WRITTEN REQUEST – Rewrite the entries from the line containing "[tag] sneaker (a point for each instance)" up to and including the line containing "(1139, 205)", keeping every line, and raise both coordinates of each answer point by 16.

RECORD EXTRACTS –
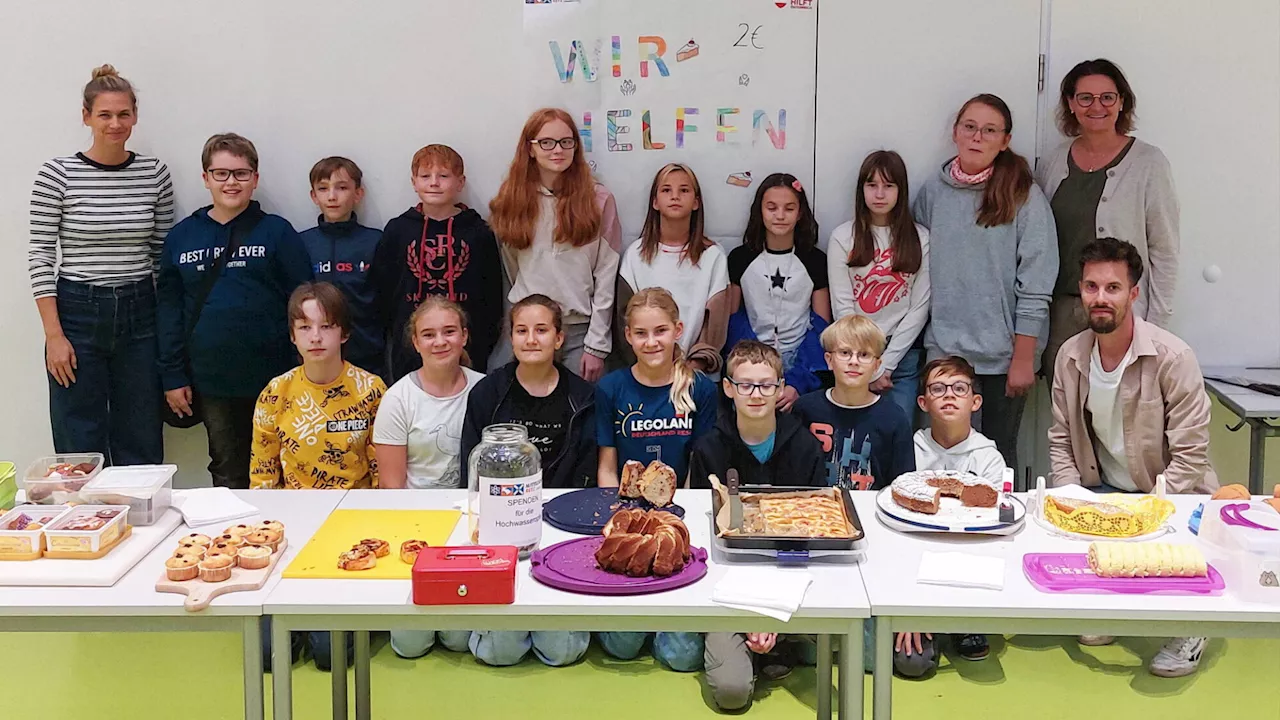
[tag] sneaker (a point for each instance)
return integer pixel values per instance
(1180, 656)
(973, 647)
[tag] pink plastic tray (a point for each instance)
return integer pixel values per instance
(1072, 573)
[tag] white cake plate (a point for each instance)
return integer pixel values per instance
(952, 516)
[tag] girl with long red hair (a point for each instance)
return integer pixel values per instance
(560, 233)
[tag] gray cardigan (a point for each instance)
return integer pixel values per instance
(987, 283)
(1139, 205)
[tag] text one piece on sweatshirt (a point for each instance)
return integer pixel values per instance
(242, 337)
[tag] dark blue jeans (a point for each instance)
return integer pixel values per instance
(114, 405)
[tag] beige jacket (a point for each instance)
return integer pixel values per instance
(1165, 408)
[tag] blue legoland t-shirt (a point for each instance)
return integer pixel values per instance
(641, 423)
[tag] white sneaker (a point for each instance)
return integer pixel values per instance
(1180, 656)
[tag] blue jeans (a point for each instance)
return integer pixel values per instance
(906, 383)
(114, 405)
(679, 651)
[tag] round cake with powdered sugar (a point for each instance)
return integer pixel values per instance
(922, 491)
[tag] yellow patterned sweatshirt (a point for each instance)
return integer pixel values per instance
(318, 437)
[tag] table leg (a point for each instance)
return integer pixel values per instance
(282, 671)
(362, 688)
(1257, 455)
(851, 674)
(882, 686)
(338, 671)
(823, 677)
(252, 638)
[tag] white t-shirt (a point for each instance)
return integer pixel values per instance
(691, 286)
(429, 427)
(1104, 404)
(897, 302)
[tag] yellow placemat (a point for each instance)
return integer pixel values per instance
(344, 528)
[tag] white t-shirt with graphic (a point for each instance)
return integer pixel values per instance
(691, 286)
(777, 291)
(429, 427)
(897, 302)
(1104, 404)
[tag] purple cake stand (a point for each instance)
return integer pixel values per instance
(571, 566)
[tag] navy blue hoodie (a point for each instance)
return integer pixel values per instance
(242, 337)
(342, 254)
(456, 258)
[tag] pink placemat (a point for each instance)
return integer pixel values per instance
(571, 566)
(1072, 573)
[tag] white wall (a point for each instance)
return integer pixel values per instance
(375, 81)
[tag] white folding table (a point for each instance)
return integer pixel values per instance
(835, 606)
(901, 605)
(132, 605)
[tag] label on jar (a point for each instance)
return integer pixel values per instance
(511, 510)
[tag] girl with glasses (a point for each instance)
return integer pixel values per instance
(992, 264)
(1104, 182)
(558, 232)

==

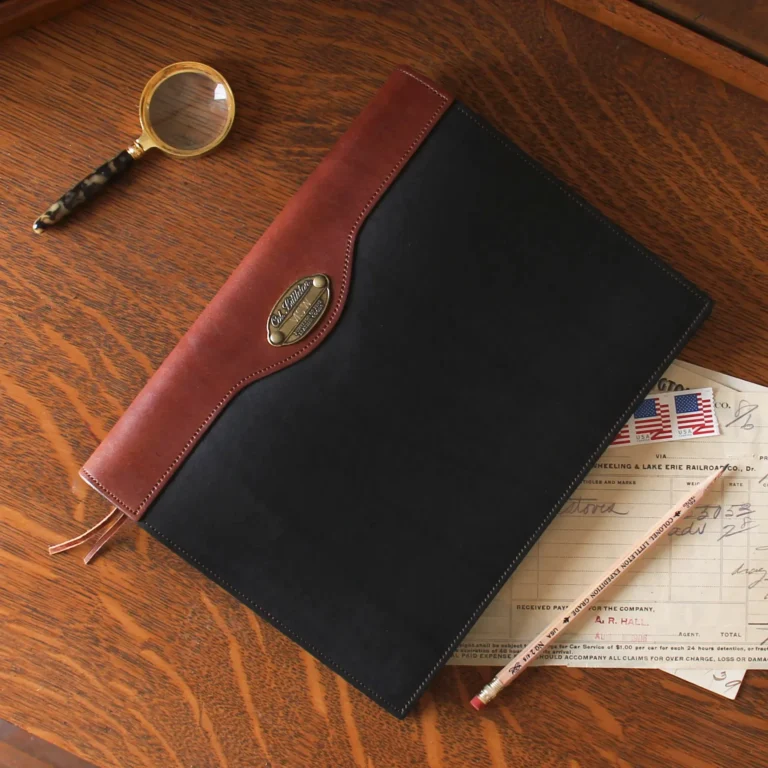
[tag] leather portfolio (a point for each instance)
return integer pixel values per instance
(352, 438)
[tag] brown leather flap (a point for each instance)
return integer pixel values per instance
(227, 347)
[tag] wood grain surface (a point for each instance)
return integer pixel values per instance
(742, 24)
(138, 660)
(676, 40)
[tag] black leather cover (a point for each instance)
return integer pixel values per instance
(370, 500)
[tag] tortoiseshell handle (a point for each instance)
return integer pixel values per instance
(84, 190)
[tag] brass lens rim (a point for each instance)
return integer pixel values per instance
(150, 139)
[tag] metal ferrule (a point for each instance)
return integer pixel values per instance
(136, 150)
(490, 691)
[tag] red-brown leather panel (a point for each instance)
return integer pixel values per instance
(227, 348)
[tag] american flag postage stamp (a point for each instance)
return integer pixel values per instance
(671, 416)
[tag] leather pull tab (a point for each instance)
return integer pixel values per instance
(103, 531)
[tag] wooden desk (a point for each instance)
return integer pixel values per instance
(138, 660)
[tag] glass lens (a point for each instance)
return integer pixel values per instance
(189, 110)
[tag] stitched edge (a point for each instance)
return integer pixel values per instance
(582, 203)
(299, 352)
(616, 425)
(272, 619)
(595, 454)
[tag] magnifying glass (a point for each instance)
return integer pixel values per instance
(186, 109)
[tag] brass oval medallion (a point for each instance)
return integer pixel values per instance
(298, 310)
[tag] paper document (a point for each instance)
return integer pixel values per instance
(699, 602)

ANSWER TO THIS EXERCISE –
[tag] sneaker (a point for each instance)
return integer pixel values per instance
(1196, 672)
(989, 663)
[tag] pink plastic tray (a point for each instance)
return integer pixel values per instance
(1088, 589)
[tag] white cake plate (a point for each instance)
return integer pixel values per instance
(968, 532)
[tag] girl with long red hair (a point for each instance)
return integer pixel values per instance
(576, 249)
[tag] gray cardigan (a point for each instance)
return integer pixel values per instance
(1003, 299)
(1155, 221)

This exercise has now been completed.